### Assigned task A
Print the passage of the caregiver vaccination survey results from "Table 3. Caregivers'" up to and including "the other variables.".
### Assigned task B
According to the caregiver vaccination survey results, why does the cumulative percentage in Tables 2 and 3 exceed 100%? Answer in one to three sentences.
### Assigned task C
Pick up the caregiver vaccination survey results after their last sentence and carry them forward.

### Provided text
---*---

A total of 612 consecutive caregivers were invited to complete the questionnaire. Eight caregivers did not accept to participate (response rate = 98.7%). Three questionnaires were excluded due to compiling errors and 601 questionnaires were finally retained and analyzed.

Table 1 summarizes the characteristics of enrolled caregivers and children, as well as the intention to have the child vaccinated.

TABLE 1

Table 1. Characteristics of enrolled caregivers and their child.

Tables 2, 3 report the reasons for caregivers' refusal to get vaccinated and to have the child vaccinated, respectively.

TABLE 2

Table 2. Caregivers' reasons for refusing to be vaccinated against COVID-19. As the caregiver could express a maximum of two reasons, the cumulative percentage overcomes 100%.

TABLE 3

Table 3. Caregivers' reasons for refusing the COVID-19 vaccination for their child. As the caregiver could express a maximum of two reasons, the cumulative percentage overcomes 100%.

In the univariate analysis, graphical exploration through mosaic plots showed a clear effect between the caregiver vaccinated or about to complete vaccination and the intention to vaccinate the child (data not shown). This association was also confirmed by the Fisher's exact test and an OR (with 95% confidence interval) of 10.05 (4.20, 29.3) was found. Hence, vaccinated caregivers show a 10-fold higher propensity to vaccinate their child compared to those not vaccinated. In the other cases, the Fisher's exact test failed to find any statistical evidence of an association between the propensity to vaccinate the child and the categories of the other variables.

---*---

### Listed records
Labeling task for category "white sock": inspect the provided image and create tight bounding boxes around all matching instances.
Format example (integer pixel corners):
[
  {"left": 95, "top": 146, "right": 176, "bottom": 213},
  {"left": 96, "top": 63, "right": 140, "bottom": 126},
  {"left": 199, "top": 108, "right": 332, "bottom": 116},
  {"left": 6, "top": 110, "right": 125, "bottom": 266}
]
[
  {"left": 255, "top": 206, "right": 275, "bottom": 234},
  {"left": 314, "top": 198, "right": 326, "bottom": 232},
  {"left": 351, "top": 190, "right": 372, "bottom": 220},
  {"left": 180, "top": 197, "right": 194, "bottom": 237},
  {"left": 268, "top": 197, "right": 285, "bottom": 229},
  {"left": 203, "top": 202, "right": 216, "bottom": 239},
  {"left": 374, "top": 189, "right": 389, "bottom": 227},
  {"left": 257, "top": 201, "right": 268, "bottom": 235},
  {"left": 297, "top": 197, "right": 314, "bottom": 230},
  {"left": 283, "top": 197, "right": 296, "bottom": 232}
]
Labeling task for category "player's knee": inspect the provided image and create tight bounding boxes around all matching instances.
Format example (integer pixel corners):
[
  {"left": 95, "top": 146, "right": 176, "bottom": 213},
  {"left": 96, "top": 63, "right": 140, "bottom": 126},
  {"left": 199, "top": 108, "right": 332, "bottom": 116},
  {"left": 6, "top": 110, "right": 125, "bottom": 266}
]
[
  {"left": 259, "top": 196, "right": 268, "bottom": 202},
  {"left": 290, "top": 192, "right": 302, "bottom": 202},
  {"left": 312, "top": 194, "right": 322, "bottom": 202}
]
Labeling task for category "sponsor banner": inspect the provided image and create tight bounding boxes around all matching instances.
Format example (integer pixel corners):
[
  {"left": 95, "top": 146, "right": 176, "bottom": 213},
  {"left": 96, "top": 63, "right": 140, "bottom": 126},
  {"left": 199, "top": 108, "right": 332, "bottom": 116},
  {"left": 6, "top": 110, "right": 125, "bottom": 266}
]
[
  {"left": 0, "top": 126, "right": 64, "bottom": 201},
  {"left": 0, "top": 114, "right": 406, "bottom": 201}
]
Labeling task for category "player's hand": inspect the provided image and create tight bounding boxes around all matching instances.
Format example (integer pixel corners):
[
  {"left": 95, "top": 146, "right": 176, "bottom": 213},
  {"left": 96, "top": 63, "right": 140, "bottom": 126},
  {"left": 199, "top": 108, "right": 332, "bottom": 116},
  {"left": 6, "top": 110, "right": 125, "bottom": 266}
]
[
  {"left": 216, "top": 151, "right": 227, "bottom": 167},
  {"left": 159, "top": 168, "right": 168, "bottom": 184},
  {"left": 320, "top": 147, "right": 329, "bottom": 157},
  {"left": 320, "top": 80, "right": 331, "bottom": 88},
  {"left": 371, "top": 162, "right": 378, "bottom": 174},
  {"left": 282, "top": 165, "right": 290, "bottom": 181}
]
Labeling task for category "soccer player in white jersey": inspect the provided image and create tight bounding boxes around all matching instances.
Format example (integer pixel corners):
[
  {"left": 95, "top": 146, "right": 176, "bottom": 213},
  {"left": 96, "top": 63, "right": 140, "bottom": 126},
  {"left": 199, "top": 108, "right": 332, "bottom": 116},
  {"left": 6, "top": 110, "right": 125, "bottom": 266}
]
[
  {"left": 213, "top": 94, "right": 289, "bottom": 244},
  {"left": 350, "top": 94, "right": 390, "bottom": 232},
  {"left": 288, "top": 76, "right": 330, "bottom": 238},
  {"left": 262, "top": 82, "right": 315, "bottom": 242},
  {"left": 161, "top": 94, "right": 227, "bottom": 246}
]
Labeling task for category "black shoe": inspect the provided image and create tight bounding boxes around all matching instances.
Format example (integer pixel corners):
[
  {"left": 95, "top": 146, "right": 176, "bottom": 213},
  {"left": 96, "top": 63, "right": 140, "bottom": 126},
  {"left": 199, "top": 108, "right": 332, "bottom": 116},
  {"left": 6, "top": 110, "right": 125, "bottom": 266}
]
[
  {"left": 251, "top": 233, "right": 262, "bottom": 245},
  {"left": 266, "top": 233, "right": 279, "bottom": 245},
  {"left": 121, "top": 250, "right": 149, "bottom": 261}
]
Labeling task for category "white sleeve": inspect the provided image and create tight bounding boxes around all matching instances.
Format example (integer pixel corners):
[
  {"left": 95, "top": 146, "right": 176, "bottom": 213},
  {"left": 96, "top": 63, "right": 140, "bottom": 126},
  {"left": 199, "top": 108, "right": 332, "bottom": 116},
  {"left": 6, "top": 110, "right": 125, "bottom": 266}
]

---*---

### Reply A
Table 3. Caregivers' reasons for refusing the COVID-19 vaccination for their child. As the caregiver could express a maximum of two reasons, the cumulative percentage overcomes 100%.

In the univariate analysis, graphical exploration through mosaic plots showed a clear effect between the caregiver vaccinated or about to complete vaccination and the intention to vaccinate the child (data not shown). This association was also confirmed by the Fisher's exact test and an OR (with 95% confidence interval) of 10.05 (4.20, 29.3) was found. Hence, vaccinated caregivers show a 10-fold higher propensity to vaccinate their child compared to those not vaccinated. In the other cases, the Fisher's exact test failed to find any statistical evidence of an association between the propensity to vaccinate the child and the categories of the other variables.

### Reply B
The cumulative percentage in Tables 2 and 3 exceeds 100% because each caregiver could give up to two reasons for refusal. This applied both to refusing vaccination for themselves and to refusing it for their child.

### Reply C
Figure 1 shows the results of the Multiple Correspondence Analysis. A caregiver's history of SARS-CoV-2 infection or having a family member who got ill or died due to COVID-19 were not associated to the intention to vaccinate the child.

FIGURE 1

Figure 1. All levels of the categorical variables considered in the univariate analysis were projected in a new space defined by the first two dimensions (Dim1, Dim2) computed by MCA. Only variables showing a possible joint association to the caregiver's intention to vaccinate the child are displayed. The level “Vaccinate Child: Yes” (i.e., the caregiver willing to vaccinate the child), the level “Bachelor's degree or superior” (i.e., the caregiver holding a bachelor's degree or higher level of education) and the level “Caregiver Vaccinated” (i.e., the caregiver has completed/is about to complete the primary vaccination course) are close in the multivariate space, indicating a possible joint association. The categories of the variables are colored considering the parameter of cos2, which measures the degree of association between variable categories and a particular axis. If a variable category is well-represented by two dimensions, the sum of the cos2 is closed to one and tends to red color.

In the logistic regression model, three variables of interest were identified: the vaccination against COVID-19 of the caregiver, having a bachelor's degree or higher level of education, and a history of a friend or acquaintance with SARS-CoV-2 infection (Figure 2).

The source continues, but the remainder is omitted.